* _Try it_
Print, word for word, the opening line of the data below and every line after it through the line that contains "point: cabinet door", but not the pictures.

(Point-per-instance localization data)
"""
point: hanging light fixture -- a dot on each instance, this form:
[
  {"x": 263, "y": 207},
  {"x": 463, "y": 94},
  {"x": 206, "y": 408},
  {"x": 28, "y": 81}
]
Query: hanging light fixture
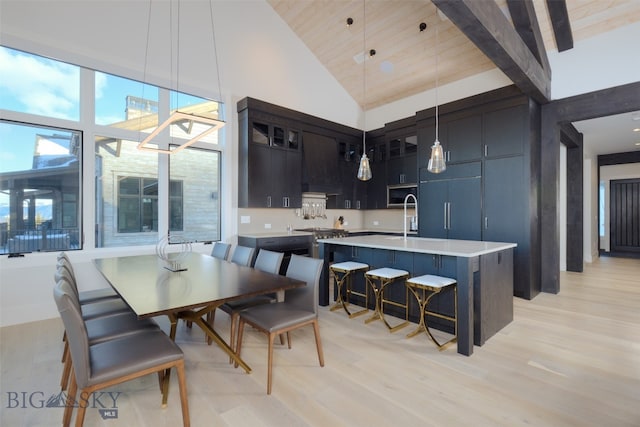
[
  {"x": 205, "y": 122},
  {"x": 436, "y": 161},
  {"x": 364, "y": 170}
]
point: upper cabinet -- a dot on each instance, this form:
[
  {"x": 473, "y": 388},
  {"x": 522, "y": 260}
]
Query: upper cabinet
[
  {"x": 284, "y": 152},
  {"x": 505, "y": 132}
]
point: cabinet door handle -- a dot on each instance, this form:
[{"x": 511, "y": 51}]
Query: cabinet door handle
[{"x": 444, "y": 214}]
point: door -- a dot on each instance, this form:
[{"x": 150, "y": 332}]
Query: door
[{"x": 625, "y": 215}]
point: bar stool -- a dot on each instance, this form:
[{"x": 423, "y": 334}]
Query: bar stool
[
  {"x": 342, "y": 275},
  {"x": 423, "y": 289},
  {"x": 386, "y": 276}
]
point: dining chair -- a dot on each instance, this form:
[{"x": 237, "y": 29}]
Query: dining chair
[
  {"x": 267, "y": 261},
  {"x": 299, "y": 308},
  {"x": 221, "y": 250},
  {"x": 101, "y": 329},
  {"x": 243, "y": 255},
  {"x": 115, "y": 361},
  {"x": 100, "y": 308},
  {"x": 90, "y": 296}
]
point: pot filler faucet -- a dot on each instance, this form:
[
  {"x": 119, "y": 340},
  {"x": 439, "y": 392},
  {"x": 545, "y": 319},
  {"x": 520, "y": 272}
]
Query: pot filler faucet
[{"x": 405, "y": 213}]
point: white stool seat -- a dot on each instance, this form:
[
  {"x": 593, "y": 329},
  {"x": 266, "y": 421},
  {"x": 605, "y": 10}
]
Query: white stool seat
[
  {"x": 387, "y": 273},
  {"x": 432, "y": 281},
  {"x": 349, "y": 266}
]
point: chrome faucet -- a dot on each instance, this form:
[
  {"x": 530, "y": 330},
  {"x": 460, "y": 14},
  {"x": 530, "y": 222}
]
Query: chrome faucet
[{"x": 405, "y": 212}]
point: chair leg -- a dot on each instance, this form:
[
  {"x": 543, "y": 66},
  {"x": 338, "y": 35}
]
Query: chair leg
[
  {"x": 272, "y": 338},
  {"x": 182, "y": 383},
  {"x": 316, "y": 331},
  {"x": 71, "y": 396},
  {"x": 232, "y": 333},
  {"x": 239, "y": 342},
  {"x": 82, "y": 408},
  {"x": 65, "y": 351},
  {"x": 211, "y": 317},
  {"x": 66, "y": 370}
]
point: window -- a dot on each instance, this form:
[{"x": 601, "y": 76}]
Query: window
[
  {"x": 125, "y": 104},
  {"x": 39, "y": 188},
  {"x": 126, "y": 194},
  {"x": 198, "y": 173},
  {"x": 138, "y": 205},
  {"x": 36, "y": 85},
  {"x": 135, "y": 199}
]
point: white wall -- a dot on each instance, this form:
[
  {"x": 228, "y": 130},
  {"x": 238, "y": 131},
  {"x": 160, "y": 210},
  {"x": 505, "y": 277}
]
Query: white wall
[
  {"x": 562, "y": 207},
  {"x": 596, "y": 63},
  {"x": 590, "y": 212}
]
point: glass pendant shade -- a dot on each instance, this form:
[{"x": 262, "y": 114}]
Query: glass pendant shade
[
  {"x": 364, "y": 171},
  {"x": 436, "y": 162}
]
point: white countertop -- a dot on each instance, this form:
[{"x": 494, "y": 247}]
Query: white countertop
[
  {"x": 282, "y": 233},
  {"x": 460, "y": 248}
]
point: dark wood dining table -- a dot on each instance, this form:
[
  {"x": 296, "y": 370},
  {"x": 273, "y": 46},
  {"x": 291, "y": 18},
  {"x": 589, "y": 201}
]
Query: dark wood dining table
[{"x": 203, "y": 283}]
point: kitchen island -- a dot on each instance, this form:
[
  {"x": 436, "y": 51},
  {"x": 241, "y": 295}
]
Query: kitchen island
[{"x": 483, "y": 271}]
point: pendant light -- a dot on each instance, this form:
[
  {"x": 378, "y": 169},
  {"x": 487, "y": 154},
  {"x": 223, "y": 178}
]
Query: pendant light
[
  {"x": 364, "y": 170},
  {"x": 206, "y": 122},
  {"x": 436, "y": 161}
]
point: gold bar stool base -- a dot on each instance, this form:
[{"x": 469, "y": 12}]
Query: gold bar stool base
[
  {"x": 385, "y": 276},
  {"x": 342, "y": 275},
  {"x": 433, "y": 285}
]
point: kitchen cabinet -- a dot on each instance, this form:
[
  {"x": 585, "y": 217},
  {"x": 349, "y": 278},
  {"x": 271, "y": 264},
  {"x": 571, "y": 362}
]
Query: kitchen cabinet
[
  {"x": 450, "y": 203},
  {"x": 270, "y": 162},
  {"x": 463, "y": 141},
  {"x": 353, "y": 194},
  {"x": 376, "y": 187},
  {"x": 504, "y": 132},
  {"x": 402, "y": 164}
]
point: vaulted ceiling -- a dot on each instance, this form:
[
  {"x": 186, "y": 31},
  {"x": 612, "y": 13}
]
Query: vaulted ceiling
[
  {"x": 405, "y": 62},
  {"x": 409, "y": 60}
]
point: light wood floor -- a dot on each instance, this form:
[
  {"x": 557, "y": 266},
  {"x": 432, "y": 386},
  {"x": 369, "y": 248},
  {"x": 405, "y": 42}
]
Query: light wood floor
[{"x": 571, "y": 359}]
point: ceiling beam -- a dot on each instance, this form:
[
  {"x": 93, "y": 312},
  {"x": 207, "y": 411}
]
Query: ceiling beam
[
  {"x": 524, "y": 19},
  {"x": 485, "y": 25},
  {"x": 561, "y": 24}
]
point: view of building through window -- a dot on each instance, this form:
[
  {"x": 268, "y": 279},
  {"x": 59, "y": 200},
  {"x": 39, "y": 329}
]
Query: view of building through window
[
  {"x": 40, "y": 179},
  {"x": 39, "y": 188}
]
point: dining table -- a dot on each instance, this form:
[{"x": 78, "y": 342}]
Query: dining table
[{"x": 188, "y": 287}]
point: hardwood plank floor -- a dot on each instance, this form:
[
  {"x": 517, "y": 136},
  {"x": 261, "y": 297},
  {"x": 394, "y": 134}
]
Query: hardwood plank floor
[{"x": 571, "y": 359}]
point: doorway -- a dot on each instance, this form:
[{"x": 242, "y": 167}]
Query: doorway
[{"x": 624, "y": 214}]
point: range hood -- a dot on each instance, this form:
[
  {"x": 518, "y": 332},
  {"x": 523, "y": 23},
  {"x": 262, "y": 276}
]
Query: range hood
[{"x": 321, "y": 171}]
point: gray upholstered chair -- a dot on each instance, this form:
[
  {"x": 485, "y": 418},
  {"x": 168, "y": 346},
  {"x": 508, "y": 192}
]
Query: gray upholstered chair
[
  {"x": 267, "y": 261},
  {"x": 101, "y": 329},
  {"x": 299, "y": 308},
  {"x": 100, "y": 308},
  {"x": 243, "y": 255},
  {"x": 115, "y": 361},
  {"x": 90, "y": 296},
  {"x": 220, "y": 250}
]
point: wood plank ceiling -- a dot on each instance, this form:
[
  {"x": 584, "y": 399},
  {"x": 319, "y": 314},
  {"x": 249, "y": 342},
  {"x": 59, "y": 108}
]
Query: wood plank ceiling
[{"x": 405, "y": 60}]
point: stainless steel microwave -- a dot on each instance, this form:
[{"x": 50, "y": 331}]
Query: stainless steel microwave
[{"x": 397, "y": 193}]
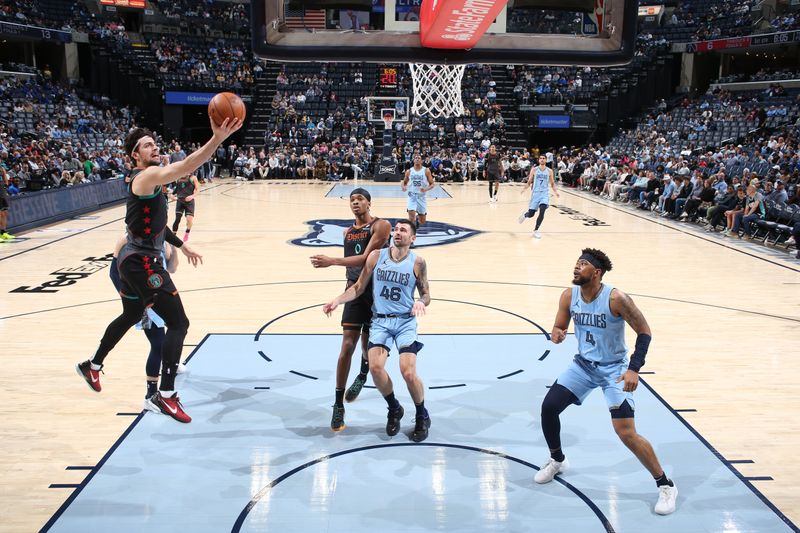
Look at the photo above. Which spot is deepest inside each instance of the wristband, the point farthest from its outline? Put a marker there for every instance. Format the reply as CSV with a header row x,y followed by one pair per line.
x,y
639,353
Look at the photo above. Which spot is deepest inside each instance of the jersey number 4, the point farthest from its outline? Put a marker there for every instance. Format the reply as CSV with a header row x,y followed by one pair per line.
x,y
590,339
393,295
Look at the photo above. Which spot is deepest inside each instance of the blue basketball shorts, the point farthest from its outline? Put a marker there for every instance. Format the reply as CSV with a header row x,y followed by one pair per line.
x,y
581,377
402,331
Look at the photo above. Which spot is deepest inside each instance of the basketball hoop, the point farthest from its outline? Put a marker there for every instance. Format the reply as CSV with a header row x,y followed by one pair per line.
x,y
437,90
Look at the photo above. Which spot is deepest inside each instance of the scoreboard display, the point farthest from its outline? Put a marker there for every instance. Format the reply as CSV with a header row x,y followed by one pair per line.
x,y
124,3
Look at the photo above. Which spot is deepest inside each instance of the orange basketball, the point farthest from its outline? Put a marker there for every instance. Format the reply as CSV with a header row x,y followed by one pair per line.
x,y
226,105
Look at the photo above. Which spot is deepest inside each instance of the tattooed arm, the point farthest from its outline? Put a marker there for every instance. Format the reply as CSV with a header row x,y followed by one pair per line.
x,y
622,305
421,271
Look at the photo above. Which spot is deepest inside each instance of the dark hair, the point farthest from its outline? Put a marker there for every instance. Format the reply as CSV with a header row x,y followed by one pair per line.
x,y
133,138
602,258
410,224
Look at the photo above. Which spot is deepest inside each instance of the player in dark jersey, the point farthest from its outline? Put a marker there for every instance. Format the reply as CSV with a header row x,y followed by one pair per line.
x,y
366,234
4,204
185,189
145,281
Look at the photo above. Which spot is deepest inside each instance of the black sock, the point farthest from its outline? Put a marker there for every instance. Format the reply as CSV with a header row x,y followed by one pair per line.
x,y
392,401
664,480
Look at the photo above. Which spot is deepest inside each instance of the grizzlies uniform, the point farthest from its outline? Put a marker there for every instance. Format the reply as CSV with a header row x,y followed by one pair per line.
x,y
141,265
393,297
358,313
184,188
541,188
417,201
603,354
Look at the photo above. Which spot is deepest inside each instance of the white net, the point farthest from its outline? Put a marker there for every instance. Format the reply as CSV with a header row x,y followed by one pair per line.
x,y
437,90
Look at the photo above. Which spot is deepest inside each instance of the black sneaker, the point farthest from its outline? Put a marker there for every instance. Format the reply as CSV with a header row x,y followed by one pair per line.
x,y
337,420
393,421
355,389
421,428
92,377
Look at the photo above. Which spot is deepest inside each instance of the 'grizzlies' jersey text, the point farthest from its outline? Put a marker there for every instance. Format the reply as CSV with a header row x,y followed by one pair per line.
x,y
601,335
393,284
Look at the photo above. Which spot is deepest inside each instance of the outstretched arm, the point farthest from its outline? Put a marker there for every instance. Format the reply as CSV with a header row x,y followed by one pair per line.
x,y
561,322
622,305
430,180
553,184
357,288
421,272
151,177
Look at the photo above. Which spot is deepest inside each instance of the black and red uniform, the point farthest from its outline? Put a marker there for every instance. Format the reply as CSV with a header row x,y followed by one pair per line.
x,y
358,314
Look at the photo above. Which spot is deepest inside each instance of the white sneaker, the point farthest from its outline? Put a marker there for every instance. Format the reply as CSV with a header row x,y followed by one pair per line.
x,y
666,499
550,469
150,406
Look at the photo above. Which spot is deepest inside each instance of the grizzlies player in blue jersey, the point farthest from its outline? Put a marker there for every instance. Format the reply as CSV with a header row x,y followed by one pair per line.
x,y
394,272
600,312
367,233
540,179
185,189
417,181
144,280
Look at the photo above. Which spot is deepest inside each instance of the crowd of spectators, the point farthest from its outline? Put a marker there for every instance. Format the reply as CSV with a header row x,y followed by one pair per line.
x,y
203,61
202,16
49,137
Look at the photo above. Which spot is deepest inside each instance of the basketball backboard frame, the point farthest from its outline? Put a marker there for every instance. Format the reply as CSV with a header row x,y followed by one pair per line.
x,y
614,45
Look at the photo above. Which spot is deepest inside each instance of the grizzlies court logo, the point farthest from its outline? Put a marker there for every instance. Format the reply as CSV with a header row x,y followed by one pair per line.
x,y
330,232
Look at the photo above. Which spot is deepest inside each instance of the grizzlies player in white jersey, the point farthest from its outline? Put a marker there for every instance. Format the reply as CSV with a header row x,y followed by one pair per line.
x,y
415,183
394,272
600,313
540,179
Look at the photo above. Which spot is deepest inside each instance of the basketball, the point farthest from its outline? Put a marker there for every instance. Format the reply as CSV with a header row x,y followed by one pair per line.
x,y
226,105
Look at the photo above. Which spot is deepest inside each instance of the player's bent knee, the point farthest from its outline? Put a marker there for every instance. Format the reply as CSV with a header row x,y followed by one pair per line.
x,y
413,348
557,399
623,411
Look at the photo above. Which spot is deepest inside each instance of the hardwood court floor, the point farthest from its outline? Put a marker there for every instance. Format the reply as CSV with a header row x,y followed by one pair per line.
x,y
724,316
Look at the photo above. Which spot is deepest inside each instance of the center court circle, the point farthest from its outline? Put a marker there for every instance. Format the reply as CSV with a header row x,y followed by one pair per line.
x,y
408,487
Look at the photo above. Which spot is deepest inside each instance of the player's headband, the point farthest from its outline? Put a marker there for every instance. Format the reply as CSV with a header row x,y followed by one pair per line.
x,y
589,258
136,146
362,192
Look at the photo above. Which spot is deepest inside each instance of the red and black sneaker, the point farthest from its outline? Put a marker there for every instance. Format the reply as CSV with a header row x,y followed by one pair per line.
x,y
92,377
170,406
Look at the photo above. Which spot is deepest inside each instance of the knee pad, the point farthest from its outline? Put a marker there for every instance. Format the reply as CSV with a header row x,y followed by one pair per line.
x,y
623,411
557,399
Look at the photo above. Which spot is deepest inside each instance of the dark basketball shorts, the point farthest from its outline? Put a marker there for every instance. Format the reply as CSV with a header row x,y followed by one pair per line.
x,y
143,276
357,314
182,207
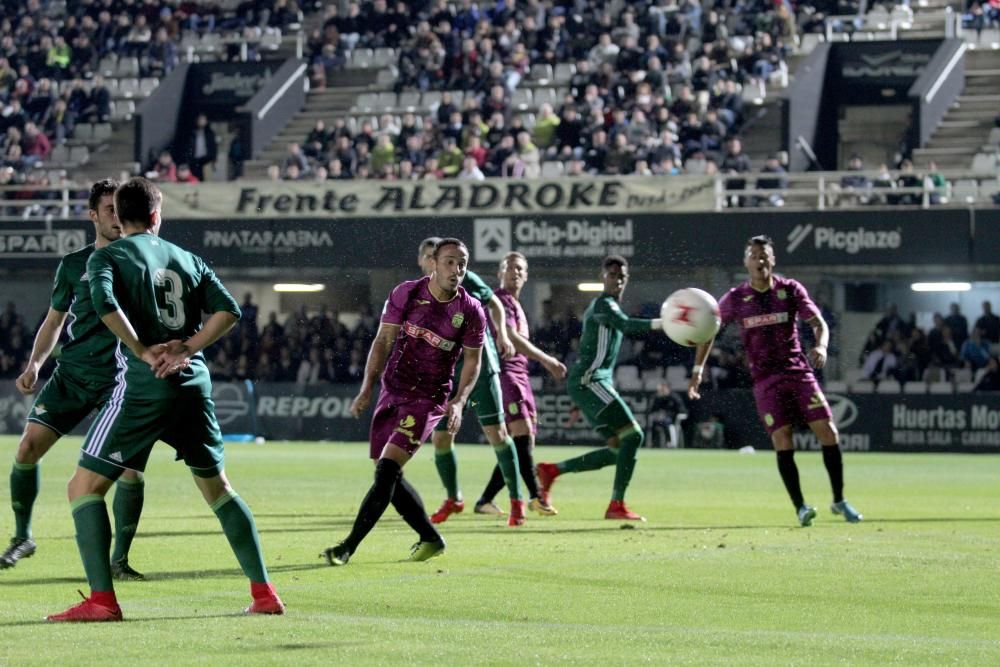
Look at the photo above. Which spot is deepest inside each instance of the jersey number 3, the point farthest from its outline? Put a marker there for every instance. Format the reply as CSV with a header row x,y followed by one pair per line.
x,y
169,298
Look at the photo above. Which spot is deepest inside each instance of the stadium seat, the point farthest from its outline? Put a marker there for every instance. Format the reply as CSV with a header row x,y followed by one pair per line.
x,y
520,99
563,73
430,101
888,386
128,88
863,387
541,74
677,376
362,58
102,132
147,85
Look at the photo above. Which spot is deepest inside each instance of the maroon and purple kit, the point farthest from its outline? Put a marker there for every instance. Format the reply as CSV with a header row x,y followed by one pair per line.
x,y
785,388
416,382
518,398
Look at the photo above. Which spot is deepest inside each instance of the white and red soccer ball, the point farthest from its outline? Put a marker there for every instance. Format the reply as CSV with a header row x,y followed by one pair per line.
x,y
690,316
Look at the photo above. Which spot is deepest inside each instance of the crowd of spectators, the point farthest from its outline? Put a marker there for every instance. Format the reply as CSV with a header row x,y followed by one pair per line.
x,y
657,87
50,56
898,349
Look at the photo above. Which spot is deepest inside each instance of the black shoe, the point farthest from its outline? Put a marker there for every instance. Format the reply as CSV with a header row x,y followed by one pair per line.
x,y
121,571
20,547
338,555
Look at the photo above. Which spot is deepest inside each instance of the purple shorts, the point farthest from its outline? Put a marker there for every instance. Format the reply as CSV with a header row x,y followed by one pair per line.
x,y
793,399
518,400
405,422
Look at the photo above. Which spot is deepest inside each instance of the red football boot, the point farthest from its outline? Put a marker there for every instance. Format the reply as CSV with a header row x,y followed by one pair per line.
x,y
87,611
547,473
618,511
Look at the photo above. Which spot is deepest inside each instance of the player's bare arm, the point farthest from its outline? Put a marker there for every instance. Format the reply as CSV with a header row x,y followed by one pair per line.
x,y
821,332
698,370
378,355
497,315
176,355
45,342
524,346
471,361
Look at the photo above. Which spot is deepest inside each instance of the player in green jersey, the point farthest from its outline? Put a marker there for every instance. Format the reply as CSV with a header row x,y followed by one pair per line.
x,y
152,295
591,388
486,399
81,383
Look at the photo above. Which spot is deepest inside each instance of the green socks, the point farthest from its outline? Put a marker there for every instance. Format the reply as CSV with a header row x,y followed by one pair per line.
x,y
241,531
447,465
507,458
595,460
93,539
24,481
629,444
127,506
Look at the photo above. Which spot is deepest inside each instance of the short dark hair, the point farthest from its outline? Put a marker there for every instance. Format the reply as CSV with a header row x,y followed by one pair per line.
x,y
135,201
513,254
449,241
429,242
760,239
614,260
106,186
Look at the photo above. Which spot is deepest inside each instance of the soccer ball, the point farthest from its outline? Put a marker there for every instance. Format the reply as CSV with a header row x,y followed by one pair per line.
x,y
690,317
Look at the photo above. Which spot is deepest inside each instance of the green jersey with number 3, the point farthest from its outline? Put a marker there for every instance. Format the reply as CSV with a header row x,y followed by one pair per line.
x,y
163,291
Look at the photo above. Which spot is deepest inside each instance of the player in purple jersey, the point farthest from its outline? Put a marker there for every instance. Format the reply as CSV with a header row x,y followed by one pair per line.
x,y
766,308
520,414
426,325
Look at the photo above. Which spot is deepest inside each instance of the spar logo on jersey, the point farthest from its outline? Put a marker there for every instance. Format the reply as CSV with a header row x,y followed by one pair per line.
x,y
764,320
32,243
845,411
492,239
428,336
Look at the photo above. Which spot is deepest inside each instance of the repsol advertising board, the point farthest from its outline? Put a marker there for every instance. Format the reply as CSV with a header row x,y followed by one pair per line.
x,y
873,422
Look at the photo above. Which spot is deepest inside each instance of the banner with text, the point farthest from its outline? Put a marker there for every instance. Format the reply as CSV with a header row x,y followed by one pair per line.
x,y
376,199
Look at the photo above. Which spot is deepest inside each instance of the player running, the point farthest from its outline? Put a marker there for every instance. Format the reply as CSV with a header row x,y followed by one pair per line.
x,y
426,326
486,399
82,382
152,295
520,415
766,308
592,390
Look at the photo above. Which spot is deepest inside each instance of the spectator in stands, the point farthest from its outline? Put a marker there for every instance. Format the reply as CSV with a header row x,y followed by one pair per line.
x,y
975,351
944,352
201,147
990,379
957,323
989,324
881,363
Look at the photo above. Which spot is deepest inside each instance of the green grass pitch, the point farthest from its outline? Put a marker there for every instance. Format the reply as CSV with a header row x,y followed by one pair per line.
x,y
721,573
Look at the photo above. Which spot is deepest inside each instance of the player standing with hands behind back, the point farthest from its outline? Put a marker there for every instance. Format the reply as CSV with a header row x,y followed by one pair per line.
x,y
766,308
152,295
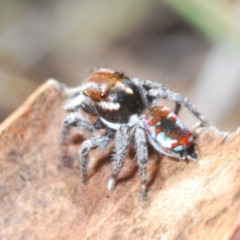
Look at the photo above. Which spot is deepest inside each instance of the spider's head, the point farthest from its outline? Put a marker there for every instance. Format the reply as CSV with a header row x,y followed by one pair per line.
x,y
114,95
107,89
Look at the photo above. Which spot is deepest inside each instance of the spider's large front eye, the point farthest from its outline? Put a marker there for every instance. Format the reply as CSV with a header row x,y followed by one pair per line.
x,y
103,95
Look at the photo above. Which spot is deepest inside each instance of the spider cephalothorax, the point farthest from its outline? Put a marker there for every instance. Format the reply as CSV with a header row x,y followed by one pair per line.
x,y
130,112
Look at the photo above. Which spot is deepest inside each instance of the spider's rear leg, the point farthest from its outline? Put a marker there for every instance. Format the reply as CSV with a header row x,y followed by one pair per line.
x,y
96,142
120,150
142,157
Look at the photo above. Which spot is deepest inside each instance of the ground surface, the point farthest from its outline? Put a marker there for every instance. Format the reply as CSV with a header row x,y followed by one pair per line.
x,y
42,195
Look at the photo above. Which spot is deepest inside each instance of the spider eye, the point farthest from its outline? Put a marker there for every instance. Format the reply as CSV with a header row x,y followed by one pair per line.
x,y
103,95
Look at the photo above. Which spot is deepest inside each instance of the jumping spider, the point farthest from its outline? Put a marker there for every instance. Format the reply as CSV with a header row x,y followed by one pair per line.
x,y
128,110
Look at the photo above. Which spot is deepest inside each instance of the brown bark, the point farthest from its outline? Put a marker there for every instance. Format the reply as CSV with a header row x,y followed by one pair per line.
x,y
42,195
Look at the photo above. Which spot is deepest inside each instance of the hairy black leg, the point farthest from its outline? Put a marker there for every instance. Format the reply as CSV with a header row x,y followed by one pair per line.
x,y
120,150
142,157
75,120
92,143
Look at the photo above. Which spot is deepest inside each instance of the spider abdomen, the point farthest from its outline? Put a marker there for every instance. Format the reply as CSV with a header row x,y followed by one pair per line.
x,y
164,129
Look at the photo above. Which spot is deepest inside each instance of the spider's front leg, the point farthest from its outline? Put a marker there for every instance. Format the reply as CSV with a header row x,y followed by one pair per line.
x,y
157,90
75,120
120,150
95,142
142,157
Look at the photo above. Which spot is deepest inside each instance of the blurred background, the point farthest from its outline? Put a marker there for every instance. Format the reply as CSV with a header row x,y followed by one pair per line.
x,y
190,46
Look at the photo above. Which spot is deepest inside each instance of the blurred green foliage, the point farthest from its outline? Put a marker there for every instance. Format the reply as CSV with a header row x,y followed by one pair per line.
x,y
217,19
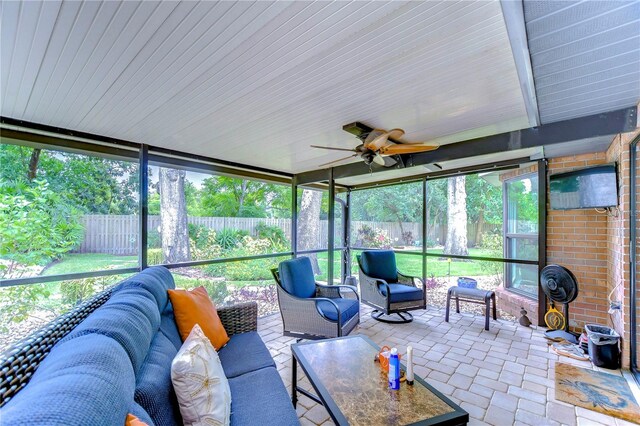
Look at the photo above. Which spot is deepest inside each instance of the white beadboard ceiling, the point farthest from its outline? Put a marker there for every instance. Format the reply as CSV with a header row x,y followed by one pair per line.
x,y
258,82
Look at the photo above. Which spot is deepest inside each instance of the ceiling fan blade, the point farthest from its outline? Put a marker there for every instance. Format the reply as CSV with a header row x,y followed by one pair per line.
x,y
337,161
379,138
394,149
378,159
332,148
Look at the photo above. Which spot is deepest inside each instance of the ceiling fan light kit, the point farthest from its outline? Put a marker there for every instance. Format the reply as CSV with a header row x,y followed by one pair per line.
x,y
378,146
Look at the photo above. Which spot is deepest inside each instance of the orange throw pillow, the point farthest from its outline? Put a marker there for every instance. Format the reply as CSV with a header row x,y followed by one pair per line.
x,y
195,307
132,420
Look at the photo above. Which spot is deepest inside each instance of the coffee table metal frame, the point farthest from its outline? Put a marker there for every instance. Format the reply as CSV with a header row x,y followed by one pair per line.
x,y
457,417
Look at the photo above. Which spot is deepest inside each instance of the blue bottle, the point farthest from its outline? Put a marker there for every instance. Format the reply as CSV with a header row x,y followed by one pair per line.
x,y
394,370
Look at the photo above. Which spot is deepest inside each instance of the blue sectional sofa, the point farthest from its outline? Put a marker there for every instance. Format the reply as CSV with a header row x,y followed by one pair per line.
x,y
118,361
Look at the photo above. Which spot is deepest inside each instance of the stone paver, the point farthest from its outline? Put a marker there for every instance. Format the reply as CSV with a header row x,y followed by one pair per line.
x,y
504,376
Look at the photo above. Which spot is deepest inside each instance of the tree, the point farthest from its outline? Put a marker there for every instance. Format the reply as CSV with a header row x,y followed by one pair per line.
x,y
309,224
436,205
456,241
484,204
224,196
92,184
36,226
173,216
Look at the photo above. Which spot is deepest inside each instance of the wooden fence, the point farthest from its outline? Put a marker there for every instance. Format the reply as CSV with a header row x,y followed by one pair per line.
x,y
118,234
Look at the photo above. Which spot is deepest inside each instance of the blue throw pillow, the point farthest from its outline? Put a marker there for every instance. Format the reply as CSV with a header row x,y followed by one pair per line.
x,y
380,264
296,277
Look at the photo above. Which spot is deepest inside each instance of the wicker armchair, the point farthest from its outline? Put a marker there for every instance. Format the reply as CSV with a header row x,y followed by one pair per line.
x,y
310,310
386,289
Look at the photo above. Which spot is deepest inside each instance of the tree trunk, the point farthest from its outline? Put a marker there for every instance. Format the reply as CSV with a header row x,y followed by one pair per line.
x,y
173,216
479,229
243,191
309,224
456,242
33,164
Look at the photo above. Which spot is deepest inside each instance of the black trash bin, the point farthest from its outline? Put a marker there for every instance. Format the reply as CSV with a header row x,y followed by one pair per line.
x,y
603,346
"""
* _Exercise solution_
point: hanging light fixture -- a dot on each instance, this form:
[
  {"x": 263, "y": 207},
  {"x": 463, "y": 94},
  {"x": 206, "y": 408},
  {"x": 28, "y": 81}
]
Query: hanging light fixture
[
  {"x": 205, "y": 122},
  {"x": 436, "y": 161},
  {"x": 364, "y": 170}
]
point: upper cabinet -- a dot on each instance, this form:
[
  {"x": 473, "y": 388},
  {"x": 522, "y": 260}
]
Query: upper cabinet
[
  {"x": 284, "y": 152},
  {"x": 505, "y": 132}
]
point: cabinet door handle -- a dot on each instance, this form:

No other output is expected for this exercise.